Problem to solve » Pick out every line in the listing below that contains the string "leaf". Case matters.

Records supplied »
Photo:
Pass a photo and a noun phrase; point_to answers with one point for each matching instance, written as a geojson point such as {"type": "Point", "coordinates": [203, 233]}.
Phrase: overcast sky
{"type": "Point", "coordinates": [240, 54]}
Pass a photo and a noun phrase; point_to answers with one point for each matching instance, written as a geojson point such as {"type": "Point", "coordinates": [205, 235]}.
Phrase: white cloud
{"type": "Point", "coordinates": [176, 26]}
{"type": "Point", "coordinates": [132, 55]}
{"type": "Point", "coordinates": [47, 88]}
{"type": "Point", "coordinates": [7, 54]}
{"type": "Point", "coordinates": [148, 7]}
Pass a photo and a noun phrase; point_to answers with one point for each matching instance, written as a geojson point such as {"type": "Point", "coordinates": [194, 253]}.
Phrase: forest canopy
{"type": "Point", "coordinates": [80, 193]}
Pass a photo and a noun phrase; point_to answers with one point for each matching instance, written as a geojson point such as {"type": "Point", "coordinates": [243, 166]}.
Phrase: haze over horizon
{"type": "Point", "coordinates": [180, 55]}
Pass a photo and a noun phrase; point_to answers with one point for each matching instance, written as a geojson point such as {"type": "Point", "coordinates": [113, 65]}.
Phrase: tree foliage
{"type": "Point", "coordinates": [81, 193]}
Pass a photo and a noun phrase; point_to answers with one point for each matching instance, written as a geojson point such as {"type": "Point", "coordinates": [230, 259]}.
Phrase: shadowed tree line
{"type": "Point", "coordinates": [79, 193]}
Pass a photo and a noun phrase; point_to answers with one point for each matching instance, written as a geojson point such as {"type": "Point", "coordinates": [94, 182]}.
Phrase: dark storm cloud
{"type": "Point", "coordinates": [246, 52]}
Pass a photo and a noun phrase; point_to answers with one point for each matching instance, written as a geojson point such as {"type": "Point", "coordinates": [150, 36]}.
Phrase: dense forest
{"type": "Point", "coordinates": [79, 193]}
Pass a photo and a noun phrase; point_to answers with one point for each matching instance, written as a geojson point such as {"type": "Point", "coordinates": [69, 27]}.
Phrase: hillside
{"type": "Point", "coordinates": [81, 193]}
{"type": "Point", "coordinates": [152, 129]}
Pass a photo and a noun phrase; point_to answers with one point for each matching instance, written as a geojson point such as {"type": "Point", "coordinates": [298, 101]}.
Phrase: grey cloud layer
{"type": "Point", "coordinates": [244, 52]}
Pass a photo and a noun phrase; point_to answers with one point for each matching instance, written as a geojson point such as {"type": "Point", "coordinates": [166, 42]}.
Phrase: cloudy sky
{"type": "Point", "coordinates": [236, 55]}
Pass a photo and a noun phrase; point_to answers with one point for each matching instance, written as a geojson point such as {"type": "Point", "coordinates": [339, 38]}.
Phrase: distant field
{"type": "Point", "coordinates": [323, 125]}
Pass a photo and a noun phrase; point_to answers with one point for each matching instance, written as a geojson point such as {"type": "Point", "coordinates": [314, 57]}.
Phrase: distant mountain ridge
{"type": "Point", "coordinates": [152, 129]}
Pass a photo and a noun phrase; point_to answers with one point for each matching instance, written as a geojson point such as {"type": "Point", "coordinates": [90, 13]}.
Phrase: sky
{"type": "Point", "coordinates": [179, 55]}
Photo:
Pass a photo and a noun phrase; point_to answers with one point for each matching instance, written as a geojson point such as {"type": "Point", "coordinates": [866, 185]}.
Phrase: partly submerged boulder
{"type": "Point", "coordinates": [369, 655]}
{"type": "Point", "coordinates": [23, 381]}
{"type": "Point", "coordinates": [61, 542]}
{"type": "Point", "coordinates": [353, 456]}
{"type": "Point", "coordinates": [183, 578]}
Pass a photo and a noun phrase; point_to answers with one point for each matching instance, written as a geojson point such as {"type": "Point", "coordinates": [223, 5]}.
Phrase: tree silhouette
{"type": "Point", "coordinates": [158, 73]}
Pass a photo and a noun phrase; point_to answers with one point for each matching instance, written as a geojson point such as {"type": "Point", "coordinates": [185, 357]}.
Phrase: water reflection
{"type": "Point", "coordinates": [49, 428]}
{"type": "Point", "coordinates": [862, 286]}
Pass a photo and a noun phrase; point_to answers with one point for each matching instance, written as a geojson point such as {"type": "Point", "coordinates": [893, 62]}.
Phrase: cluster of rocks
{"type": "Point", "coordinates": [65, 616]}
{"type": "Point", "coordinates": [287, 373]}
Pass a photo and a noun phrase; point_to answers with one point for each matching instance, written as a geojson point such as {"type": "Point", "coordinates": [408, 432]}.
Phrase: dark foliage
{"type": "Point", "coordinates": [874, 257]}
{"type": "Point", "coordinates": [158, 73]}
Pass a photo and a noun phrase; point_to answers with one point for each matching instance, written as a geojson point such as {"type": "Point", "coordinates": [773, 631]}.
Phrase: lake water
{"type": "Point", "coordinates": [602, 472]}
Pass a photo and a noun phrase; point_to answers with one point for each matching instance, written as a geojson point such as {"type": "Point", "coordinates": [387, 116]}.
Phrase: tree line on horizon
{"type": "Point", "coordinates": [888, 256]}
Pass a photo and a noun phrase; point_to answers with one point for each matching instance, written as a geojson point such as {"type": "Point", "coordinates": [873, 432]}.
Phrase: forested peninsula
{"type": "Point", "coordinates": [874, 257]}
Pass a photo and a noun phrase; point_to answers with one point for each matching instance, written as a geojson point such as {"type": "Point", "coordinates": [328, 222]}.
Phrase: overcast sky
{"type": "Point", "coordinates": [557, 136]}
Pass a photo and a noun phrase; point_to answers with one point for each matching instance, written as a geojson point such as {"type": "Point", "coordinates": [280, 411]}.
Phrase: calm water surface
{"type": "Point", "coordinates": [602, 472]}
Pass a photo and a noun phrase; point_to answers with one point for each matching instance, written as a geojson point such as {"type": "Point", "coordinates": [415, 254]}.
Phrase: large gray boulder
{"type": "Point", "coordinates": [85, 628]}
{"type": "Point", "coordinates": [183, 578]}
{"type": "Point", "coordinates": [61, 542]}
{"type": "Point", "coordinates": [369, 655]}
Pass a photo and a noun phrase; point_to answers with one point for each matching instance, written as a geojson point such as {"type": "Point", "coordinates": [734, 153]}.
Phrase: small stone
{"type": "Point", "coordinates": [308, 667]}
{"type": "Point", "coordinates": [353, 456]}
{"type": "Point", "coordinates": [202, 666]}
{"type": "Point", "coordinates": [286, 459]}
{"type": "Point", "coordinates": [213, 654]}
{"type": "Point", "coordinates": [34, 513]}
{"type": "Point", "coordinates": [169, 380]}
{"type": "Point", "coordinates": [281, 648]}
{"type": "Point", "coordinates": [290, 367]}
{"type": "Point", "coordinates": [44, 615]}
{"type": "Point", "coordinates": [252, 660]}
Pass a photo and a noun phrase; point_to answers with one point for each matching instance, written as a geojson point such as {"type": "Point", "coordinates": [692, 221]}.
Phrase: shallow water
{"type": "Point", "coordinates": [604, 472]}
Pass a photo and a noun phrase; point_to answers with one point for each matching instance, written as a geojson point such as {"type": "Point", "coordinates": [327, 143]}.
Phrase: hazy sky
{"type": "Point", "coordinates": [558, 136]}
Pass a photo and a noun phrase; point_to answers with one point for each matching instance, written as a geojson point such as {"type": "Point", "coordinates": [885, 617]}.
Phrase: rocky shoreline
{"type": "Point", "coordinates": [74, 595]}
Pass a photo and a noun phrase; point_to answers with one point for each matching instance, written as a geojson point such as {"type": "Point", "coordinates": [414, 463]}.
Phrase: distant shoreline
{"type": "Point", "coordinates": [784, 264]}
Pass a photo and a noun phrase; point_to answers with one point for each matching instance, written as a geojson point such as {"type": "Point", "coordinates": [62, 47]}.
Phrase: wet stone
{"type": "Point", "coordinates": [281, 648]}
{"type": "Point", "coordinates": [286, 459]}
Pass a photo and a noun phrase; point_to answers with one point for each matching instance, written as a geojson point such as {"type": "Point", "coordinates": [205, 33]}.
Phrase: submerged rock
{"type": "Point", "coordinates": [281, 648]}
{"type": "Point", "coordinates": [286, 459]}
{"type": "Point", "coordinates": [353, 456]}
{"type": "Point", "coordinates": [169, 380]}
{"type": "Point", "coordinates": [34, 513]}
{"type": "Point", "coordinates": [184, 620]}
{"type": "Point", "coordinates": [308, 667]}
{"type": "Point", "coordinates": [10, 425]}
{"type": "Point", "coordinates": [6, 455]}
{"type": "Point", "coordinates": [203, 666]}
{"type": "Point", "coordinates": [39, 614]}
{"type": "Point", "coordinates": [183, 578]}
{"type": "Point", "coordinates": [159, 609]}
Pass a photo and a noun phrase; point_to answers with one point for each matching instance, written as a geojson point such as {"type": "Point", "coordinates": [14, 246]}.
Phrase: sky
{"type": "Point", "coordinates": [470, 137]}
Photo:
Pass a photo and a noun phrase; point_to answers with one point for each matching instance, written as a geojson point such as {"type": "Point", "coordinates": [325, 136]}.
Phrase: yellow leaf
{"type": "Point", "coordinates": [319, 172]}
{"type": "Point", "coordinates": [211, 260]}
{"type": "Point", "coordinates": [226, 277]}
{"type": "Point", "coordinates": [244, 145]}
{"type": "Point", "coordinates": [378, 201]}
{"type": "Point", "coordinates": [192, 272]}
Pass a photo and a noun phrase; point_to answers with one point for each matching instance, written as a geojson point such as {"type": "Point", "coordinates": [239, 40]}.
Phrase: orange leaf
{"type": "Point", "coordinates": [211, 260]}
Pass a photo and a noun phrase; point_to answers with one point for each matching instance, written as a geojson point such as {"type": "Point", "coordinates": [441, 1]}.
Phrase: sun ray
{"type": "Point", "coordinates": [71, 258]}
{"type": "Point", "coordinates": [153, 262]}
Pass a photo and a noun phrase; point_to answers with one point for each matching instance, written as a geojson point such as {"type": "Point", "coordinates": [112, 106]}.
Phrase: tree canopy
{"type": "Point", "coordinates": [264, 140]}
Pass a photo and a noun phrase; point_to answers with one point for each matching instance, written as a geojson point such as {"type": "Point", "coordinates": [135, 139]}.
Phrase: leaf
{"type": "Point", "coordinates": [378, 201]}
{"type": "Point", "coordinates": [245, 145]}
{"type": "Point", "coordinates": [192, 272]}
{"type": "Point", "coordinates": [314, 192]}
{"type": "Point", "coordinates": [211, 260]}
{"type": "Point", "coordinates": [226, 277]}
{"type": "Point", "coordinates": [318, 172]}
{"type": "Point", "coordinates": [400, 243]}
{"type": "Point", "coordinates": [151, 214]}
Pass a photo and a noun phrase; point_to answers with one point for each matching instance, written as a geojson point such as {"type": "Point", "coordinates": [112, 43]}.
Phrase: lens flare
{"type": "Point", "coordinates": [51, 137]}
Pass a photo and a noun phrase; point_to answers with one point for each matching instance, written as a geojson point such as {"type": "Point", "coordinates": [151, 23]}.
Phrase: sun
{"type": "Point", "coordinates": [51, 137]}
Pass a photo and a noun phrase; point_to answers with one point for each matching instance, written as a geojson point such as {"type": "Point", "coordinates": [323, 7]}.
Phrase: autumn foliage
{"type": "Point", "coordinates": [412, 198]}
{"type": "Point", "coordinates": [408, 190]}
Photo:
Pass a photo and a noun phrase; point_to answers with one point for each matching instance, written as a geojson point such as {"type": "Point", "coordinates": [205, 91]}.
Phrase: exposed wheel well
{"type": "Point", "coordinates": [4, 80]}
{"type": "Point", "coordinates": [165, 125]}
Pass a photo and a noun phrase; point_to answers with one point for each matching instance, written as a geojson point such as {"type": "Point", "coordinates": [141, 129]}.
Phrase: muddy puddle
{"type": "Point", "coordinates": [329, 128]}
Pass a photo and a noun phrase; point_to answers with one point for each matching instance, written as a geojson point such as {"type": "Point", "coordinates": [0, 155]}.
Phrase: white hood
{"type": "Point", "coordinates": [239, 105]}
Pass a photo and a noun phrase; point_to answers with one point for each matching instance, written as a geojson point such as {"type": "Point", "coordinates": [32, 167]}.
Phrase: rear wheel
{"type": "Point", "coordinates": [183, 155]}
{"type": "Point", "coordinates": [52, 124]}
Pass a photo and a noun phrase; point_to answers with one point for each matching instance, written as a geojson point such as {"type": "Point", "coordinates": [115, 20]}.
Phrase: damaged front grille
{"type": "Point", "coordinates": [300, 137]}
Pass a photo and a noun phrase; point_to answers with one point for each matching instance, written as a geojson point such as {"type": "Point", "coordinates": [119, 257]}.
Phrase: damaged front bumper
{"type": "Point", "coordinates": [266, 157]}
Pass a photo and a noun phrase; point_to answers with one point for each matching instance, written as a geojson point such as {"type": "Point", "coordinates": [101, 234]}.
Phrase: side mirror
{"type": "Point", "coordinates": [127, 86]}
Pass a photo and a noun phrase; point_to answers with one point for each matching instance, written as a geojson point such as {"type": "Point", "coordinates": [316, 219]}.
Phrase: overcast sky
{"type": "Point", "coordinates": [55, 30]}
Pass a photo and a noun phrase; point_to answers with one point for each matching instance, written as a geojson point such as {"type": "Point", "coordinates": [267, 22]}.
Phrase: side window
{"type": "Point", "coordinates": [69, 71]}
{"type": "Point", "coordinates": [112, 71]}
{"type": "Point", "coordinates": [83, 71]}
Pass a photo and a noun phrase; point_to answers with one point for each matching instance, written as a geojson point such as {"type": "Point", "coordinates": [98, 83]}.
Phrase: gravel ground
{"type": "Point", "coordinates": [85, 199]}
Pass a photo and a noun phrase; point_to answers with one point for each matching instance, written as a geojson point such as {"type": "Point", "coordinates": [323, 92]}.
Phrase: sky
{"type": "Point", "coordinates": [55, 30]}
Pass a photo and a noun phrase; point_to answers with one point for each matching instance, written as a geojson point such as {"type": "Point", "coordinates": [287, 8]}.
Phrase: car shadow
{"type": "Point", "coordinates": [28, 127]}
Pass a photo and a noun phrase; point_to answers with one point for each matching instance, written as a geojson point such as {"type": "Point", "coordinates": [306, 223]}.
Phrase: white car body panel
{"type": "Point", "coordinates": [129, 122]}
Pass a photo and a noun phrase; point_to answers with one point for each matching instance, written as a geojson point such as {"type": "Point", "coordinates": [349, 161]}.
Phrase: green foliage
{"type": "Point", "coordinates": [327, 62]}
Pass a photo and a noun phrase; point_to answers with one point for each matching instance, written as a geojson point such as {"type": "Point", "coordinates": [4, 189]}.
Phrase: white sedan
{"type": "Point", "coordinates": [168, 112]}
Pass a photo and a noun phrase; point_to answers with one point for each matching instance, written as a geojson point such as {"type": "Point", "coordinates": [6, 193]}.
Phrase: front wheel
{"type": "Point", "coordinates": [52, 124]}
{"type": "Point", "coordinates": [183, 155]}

Right answer »
Phrase: yellow leaf
Phrase: orange leaf
Phrase: leaf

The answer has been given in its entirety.